WORK TO COMPLETE:
**1)** Rewrite the paragraph beginning "In a casual conversation" from the text on Alberta's support for amateur sports in shorter form, keeping its main facts.
**2)** Carry on the text on Alberta's support for amateur sports past its final sentence.
TEXT Block Start
In a casual conversation, executive director Tracey Kinsella mentioned last week that COVID-19 made it necessary to cancel at least two annual fund-raisers – the Hall of Fame induction ceremony and its annual invitational golf tournament in Red Deer – and she was concerned about meeting routine expenses.
Consistently, the government’s contribution of $302,000 a year has been in the hands of Hall of Fame officials before the middle of the year. She expressed only mild frustration,, understanding that the coronavirus pandemic and other major financial issues have created major problems far from the world of sports. She did state that government staff members, working below the level of elected or appointed officials, have told her of their efforts to have the money forwarded as quickly as possible.
Perhaps this delay must be seen as part of a long and ongoing drop in Alberta’s financial support to amateur sports at all levels. In the 10-year period ending in 2019, the reduction reached $5.1 million – an average of $500,000 per year. We should hope not.
Some comparative figures seem to be well worth serious study:
* The economic impact of the 2019 Canada Winter Games in Red Deer was $110 million; impact of the 2018 Alberta Winter Games was $3.4 million for the Fort McMurray-Wood Buffalo area and $5.6 million for this host province;
* In 2018-19, Alberta Sport Connection, a sport delivery system disbanded months ago by the UPC, provided $7.2 million to be shared among 80 provincial sport organizations that delivered programming to more than 788,000 Albertans;
* Leduc hosted the 2016 Alberta Summer Games with an economic impact of $3.6 million for the area and $4.9 million for the province.
Still, government aid has dropped. Some citizens suggest minor and amateur sports should not receive government support during troubled times. Today it might be wise to ask Fort McMurray if that community will value the 2022 Arctic Winter Games? The record shows that numerous small- and mid-sized business stepped up during the 2018 Games, a difficult time for fire victims and petroleum companies that have served as a backstop to countless community and area projects.
TEXT Block End
MATERIAL PROVIDED Block Start
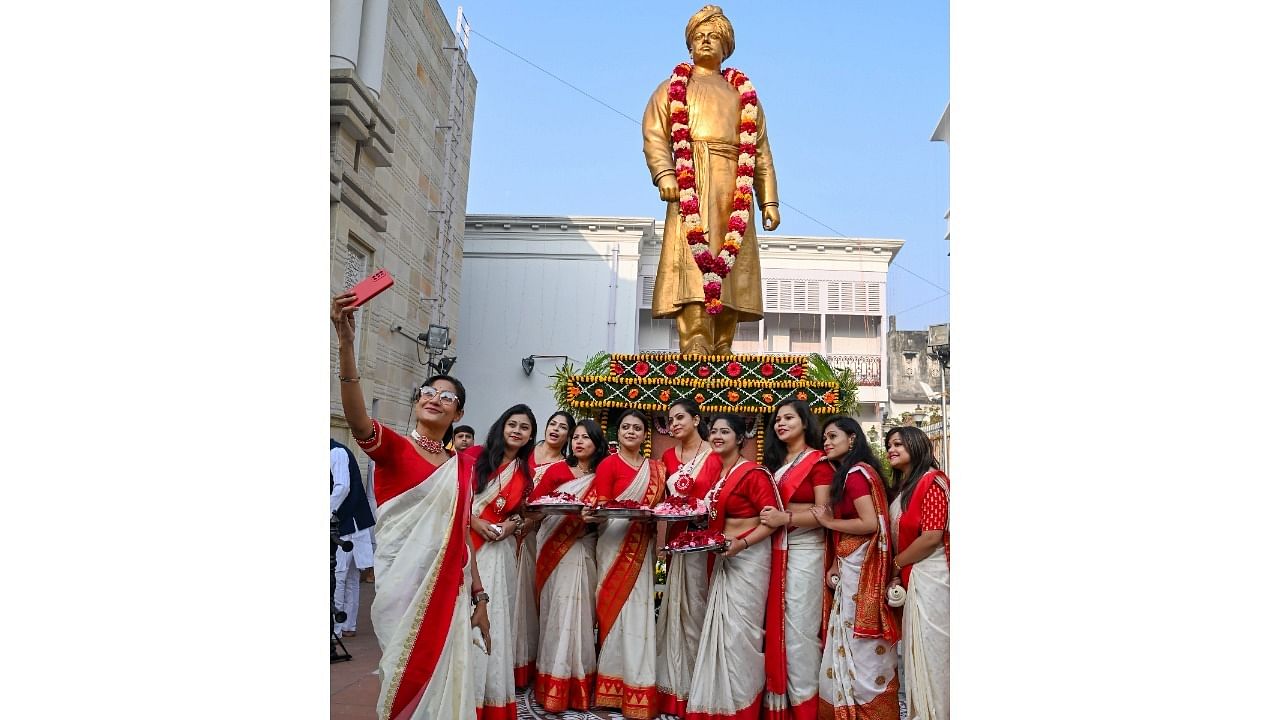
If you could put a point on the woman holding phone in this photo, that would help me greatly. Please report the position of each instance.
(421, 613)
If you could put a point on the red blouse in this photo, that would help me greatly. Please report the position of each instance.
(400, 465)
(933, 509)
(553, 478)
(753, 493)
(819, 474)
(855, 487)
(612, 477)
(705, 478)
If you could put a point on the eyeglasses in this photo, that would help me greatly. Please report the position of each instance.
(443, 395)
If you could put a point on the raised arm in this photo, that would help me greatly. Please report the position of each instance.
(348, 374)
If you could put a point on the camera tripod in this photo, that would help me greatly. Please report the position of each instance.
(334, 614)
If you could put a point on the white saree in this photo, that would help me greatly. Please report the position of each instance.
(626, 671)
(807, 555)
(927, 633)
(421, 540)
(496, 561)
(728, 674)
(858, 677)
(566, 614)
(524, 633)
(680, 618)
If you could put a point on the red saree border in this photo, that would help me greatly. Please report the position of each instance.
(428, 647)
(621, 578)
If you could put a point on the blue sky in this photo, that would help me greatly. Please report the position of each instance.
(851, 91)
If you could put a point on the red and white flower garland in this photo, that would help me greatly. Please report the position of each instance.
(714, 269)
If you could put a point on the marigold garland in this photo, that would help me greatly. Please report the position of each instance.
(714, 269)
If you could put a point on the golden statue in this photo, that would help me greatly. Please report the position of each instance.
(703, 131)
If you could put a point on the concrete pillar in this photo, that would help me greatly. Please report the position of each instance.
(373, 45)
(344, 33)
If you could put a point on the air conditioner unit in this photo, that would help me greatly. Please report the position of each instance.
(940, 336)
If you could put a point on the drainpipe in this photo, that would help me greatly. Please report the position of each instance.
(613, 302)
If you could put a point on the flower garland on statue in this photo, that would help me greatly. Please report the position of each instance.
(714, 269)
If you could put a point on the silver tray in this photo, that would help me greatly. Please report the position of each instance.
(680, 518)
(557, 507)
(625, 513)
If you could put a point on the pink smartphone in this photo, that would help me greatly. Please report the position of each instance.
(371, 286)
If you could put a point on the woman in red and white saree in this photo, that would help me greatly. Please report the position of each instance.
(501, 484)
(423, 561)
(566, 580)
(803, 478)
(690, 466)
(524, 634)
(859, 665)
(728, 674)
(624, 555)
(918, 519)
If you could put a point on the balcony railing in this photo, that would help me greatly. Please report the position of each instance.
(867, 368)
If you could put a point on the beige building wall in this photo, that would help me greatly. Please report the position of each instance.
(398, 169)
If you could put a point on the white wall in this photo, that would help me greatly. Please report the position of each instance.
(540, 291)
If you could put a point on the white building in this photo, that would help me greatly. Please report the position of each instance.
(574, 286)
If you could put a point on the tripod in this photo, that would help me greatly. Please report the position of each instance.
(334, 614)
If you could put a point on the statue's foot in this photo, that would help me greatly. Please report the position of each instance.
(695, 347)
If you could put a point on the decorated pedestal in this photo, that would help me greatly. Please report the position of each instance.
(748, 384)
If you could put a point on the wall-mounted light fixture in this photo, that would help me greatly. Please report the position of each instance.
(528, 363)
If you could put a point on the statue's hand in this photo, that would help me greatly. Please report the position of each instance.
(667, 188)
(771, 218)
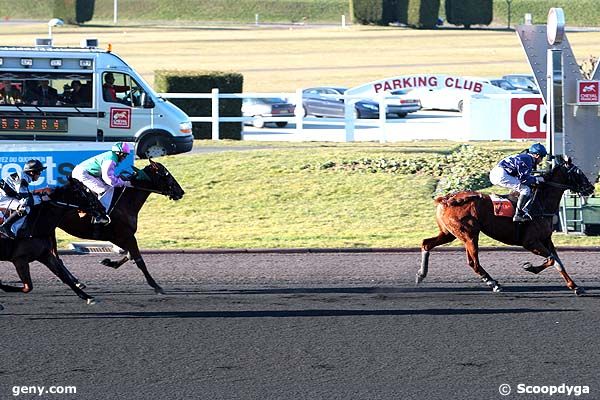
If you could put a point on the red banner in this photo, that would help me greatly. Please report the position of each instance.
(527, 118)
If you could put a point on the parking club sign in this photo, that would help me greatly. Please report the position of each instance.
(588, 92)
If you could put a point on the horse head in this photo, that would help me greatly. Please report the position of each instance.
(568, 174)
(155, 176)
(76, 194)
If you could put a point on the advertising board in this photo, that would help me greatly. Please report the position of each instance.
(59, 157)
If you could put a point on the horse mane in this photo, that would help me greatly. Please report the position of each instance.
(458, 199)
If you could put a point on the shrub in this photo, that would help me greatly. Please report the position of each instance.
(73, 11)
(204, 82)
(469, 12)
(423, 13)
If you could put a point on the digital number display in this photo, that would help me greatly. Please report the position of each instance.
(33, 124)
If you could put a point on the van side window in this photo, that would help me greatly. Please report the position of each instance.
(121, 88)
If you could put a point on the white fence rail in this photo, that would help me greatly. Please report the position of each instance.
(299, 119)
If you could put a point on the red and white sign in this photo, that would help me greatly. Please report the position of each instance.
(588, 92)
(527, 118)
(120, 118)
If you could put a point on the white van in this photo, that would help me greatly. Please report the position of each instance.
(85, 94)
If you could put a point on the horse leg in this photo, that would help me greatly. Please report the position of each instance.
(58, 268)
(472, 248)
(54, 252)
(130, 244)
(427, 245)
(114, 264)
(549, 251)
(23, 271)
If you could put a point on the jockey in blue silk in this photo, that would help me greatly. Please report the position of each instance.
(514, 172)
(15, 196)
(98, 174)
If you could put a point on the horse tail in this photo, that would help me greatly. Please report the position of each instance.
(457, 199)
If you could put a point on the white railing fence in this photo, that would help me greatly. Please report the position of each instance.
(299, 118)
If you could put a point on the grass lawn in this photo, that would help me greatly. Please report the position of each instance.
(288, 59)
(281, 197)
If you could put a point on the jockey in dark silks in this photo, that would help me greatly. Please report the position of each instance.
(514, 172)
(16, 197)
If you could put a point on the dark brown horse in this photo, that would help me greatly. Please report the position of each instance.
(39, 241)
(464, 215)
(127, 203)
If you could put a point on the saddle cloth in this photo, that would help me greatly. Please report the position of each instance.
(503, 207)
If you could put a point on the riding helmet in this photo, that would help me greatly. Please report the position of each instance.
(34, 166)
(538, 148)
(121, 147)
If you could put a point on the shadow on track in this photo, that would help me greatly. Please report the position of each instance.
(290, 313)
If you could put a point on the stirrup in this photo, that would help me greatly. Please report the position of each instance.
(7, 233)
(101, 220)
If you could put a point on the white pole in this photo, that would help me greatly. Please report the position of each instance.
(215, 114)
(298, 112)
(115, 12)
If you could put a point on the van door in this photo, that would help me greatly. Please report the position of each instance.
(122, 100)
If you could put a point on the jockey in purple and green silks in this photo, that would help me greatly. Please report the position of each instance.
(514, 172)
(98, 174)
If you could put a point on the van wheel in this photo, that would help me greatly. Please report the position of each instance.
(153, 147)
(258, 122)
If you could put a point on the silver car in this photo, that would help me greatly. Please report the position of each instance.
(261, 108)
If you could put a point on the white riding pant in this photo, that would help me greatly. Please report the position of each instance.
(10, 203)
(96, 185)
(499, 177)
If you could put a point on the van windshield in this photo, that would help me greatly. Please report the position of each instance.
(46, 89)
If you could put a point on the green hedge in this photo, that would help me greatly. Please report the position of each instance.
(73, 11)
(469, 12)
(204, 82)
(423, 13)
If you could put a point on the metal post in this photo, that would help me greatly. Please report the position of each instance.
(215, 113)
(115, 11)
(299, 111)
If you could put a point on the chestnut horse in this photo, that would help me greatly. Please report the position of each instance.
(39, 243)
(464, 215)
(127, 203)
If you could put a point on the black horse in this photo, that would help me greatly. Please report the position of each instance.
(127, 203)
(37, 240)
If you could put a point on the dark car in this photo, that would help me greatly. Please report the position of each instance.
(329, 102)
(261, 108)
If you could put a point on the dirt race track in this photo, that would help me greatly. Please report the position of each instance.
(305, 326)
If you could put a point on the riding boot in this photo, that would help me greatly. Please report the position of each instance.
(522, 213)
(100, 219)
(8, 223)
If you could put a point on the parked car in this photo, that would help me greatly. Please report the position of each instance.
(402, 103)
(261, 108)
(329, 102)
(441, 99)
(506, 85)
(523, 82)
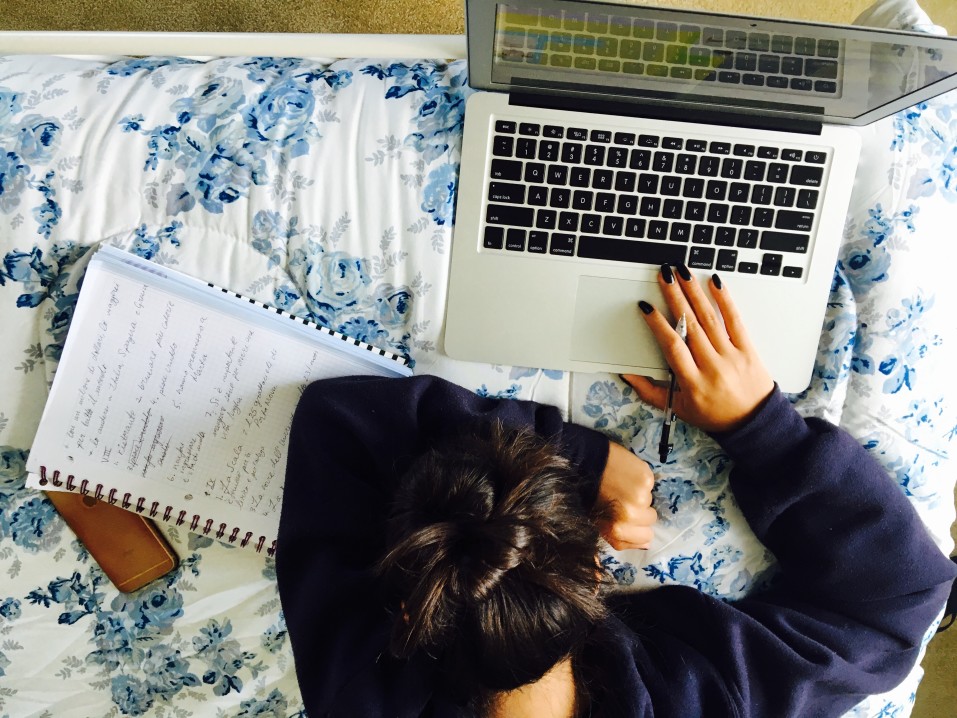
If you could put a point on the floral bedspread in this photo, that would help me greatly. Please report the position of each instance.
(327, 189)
MATERIAL PROVIDED Block End
MATERIAL PROVIDED Block Start
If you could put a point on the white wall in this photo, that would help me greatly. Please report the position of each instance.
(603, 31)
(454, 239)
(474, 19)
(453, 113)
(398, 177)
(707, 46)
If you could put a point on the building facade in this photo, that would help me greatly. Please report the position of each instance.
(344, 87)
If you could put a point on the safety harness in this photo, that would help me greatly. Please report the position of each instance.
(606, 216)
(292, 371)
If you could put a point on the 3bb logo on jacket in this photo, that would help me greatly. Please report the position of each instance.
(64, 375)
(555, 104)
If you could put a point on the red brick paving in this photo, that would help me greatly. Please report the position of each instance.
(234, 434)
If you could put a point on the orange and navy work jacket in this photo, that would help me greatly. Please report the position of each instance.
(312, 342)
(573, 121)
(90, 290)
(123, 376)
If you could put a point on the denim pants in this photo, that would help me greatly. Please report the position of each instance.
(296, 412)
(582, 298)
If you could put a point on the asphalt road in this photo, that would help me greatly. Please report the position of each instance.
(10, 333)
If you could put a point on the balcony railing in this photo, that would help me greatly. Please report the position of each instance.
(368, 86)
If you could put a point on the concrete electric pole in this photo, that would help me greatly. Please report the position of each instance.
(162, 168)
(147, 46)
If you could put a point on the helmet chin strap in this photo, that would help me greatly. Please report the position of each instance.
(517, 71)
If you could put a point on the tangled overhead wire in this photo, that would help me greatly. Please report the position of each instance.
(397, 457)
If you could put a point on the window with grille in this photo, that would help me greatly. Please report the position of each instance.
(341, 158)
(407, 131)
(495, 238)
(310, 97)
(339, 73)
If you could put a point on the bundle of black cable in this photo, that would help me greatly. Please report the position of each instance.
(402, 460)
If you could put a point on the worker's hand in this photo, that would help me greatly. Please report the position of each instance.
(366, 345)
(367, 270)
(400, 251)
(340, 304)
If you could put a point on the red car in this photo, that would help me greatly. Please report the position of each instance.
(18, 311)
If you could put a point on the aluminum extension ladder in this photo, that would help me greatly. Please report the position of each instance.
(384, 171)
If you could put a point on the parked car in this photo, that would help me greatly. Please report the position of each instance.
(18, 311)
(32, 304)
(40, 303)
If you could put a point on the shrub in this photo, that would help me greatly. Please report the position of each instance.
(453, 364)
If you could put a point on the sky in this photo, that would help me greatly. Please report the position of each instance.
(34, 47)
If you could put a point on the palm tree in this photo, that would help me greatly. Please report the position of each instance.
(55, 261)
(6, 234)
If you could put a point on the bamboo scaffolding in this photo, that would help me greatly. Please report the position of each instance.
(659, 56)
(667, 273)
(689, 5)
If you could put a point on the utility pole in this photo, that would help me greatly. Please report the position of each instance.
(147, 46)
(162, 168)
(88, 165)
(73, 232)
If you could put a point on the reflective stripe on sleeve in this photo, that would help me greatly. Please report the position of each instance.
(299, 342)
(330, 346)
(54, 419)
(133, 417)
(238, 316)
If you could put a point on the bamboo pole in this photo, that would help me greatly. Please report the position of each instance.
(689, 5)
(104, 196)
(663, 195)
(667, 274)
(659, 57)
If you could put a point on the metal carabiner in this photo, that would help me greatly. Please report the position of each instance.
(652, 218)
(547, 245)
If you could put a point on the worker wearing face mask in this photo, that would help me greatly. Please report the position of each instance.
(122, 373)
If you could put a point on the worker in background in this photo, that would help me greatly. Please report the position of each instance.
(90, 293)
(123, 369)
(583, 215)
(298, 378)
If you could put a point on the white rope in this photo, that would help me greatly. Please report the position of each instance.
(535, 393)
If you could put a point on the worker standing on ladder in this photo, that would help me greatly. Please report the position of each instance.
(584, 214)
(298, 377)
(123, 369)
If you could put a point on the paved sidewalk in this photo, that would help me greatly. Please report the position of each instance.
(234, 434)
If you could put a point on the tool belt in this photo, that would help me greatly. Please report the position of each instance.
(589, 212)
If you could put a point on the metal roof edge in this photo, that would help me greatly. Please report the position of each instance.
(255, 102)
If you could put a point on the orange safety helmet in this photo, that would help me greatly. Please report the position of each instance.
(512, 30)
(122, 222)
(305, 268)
MATERIAL PROVIDED Block End
TASK RESPONSES:
**1)** Last week, Hall of Fame executive director Tracey Kinsella said in casual conversation that COVID-19 forced the cancellation of at least two annual fund-raisers: the induction ceremony and the invitational golf tournament in Red Deer. She was worried about covering routine expenses.

**2)**
After the severe floods earlier this year, it’s safe to guess that any international program that will improve community morale while adding some vital dollars to the public purse will be welcome. Incidentally, they’re headed to Wood Buffalo because COVID-19 forced cancellation of the scheduled 2020 event in Whitehorse. Fortunately, some of the dollars set aside and unused in the Northwest Territories have already arrived in Fort McMurray.
These days, surrounded by a crippled economy, I wonder if Alberta now wishes the 2026 Commonwealth Games were headed for Edmonton and 2026 Winter Olympics were coming to Calgary. Both possibilities were seriously discussed before being nixed.
During my five-year term as chair of Alberta Sport Connection, the organization received steady criticism for finishing third of fourth – usually in the rear of Quebec and Ontario – in provincial medal counts. I tried regularly to help almost any government official to focus on the cost of doing business.
It made no impact to point out that Alberta’s per-capita investment in sport programs is (or was) the second-lowest in Canada. Sorry, I can’t remember which province spent less, but I am sure that Saskatchewan receives $24.39 per capita and Newfoundland gets $8.36 per capita.
Alberta receives $3.85 per capita although 82 per cent of Albertans say in polls that they believe sport contributes to quality of life. And those I have spoken to say clearly that the Alberta Sports Hall of Fame has value.